> [PASSAGE PROVIDED]:
------------

On Henry Mall
Class Act: Sam Schmitz and Big discoveries in little worlds
There are still some mysteries left in the world—even if, as Sam Schmitz has learned, you sometimes have to dive pretty deep to find them.
One place abounding with mystery is Africa’s Lake Tanganyika. Divided among four countries, it is the world’s second-largest, second-deepest freshwater lake. Its depth (4,820 feet) and relative calmness discourage water layers from mixing, and oxygen is scarce. But life perseveres, even thrives, in these conditions.
Schmitz, a senior majoring in microbiology and French (with an honors in research), has had the oppor- tunity to study this remarkable body of water without actually going there. As the recipient of an Undergraduate Research Fellowship Program grant from the American Society of Microbiology, Schmitz is analyzing water samples collected at Lake Tanganyika by UW–Madison limnologist Peter McIntyre and his team.

------------

> [INFORMATION GIVEN]:
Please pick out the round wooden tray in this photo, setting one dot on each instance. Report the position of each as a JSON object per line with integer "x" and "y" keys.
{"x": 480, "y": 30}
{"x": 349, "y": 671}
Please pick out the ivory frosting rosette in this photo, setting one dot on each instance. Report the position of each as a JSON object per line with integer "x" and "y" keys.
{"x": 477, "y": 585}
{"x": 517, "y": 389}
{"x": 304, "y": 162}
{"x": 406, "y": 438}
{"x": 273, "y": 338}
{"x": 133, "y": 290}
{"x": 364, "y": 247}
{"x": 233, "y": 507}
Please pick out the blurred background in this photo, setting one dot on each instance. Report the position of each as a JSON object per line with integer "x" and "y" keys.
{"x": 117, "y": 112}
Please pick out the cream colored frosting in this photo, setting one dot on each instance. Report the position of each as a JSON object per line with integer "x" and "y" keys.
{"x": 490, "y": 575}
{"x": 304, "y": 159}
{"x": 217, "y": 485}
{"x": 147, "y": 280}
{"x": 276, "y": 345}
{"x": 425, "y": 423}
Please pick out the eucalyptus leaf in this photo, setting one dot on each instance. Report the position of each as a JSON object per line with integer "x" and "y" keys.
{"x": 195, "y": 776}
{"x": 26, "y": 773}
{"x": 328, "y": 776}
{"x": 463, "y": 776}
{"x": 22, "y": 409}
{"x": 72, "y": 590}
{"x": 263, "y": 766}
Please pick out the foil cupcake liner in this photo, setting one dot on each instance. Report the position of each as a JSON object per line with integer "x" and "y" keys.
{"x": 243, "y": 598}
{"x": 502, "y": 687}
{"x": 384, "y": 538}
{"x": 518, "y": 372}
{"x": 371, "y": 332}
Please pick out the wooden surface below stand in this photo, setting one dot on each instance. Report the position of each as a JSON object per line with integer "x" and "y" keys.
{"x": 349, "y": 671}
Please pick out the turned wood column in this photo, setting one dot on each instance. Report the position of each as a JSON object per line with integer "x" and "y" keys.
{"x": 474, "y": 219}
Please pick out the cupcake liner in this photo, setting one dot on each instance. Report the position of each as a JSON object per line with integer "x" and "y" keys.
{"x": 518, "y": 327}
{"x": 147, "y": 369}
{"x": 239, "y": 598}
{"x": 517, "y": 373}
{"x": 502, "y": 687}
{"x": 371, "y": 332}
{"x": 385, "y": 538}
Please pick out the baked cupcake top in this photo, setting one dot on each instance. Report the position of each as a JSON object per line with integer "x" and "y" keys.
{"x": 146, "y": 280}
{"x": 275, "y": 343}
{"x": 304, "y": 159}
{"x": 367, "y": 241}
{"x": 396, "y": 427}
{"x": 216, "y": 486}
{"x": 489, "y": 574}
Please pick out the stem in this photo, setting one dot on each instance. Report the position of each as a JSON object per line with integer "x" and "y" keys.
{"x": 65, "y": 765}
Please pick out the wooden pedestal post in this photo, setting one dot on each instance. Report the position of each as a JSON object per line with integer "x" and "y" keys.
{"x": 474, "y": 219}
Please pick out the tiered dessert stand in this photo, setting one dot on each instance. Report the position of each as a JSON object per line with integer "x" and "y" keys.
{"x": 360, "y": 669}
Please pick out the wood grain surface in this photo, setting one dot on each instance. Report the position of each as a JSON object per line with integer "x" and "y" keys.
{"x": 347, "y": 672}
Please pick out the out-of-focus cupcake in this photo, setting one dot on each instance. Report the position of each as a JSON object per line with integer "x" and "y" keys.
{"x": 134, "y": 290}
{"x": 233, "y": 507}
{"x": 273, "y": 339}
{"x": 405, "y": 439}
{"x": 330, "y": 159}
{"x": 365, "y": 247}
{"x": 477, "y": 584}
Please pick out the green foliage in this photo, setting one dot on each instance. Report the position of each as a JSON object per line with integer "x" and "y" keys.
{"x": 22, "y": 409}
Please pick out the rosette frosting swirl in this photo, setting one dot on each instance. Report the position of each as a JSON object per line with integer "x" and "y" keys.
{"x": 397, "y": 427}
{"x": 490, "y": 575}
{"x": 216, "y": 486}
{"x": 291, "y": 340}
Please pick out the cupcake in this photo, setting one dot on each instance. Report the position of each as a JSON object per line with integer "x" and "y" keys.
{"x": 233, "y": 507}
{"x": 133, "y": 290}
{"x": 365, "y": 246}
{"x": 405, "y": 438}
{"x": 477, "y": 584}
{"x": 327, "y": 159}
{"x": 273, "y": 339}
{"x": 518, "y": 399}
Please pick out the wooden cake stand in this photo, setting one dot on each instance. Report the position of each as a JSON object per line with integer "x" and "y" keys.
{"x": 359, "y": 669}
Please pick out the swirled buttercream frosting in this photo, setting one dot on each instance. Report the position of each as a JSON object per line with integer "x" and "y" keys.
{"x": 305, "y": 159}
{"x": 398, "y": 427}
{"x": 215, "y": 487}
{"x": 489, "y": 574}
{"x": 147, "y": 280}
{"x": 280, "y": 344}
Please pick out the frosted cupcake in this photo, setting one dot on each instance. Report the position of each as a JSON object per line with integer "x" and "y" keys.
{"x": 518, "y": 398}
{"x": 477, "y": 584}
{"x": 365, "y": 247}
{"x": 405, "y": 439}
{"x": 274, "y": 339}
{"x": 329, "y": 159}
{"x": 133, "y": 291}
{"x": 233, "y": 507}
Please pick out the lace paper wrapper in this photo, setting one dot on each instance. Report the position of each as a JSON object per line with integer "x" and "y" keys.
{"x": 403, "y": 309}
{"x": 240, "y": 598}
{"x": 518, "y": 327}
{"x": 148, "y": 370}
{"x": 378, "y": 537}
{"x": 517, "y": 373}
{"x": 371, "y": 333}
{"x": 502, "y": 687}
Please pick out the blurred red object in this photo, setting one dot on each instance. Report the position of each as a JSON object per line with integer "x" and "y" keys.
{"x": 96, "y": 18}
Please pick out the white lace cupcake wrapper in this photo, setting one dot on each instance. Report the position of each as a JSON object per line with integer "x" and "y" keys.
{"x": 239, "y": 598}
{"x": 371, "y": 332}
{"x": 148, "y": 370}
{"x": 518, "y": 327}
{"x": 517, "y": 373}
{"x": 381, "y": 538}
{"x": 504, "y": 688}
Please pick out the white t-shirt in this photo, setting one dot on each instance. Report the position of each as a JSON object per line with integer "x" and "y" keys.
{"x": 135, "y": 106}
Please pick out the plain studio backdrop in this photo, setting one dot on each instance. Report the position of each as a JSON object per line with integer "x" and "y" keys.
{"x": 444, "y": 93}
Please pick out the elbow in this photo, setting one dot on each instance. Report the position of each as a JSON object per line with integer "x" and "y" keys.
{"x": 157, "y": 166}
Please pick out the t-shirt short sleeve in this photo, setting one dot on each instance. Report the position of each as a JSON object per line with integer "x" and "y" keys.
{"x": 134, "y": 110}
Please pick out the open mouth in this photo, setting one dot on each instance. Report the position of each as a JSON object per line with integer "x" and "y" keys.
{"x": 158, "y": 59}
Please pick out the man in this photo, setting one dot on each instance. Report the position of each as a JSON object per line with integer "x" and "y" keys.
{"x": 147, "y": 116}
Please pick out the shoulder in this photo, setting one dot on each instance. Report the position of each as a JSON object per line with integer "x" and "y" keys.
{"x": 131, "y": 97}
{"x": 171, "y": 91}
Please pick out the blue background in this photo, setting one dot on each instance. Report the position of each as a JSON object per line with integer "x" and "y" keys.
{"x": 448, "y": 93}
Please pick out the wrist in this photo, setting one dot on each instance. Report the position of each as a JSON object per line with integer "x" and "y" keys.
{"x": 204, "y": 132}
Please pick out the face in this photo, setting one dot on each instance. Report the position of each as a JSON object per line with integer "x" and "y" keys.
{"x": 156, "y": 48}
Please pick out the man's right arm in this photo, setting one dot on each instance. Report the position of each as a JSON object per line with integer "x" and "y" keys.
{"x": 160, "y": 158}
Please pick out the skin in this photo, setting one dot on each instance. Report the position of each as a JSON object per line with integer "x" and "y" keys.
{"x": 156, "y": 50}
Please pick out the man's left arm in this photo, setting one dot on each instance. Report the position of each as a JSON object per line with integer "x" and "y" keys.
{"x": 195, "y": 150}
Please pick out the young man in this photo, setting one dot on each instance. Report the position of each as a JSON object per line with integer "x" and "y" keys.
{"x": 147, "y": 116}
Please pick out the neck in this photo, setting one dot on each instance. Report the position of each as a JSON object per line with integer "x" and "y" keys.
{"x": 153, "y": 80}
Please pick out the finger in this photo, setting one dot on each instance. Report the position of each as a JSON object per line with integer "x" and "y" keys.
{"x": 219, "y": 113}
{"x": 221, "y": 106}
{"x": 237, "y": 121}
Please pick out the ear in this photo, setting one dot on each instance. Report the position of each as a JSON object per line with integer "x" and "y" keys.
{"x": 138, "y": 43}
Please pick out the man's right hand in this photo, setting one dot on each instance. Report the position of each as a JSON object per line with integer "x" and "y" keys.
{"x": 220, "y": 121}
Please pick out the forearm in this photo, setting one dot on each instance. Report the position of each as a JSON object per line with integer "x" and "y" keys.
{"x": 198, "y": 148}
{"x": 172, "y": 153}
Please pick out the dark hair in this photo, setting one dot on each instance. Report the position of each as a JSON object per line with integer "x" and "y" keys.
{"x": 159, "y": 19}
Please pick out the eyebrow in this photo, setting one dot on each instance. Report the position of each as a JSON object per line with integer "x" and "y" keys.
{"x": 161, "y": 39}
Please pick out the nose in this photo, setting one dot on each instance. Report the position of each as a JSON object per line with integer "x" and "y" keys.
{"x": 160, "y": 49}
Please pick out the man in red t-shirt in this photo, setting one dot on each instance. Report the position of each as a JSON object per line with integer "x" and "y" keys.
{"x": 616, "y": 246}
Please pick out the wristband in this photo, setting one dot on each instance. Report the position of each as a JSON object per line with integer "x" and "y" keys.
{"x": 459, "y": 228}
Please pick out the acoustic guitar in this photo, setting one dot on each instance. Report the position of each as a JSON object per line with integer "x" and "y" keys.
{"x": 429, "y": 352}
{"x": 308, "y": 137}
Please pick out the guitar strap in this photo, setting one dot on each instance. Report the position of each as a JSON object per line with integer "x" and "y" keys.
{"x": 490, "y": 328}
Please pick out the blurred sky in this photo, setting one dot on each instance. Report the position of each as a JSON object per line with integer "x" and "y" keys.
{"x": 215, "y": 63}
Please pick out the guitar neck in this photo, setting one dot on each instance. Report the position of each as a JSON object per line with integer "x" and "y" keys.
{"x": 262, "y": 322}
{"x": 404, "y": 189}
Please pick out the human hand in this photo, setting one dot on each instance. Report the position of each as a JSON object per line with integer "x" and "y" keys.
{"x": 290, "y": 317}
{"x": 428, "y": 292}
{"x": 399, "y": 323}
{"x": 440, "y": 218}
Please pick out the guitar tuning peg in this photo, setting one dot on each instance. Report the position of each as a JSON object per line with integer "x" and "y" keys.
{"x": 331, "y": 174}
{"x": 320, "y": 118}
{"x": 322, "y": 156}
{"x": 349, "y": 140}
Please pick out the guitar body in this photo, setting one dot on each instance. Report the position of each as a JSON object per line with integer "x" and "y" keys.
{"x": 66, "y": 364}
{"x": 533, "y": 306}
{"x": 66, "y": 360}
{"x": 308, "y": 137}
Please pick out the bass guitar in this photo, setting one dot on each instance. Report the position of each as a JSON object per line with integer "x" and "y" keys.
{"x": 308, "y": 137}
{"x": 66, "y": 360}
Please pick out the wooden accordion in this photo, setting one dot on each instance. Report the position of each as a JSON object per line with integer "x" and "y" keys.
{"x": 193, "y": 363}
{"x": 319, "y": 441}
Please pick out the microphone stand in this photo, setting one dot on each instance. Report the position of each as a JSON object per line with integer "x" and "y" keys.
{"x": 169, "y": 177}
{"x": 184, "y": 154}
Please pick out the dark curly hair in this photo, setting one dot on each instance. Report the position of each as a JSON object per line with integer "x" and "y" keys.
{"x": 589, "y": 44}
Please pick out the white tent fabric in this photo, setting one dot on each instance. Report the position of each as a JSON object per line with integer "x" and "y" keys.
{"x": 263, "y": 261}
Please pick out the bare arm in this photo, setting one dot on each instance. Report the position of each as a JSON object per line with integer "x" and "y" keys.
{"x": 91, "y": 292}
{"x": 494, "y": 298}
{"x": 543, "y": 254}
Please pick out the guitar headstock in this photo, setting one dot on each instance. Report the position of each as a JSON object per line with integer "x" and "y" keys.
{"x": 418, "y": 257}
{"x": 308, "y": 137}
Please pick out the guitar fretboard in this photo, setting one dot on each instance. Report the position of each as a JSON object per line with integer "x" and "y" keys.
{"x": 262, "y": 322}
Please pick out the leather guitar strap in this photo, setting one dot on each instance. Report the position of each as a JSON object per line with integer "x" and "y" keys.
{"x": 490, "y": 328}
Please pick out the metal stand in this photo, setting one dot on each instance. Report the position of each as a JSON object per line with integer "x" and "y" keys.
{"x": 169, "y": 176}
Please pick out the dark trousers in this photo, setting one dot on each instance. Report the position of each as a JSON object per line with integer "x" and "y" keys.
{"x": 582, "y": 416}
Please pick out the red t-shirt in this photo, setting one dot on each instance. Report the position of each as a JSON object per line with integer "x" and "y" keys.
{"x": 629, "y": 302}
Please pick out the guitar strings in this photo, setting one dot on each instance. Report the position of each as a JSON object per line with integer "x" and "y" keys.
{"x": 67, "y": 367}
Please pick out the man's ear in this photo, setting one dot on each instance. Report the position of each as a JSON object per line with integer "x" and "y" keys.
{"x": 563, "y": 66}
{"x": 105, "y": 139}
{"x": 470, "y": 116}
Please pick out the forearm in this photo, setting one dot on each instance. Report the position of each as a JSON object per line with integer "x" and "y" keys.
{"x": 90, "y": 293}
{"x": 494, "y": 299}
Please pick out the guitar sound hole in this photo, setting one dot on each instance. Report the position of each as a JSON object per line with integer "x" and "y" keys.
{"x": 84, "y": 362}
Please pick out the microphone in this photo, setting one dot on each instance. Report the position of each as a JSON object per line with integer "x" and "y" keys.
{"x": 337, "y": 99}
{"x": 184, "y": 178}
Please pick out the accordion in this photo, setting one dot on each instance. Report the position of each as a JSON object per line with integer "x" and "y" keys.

------------

> [TASK OBJECTIVE]:
Please give the depth of Lake Tanganyika as stated in the piece about Sam Schmitz.

> [ANSWER SPACE]:
4,820 feet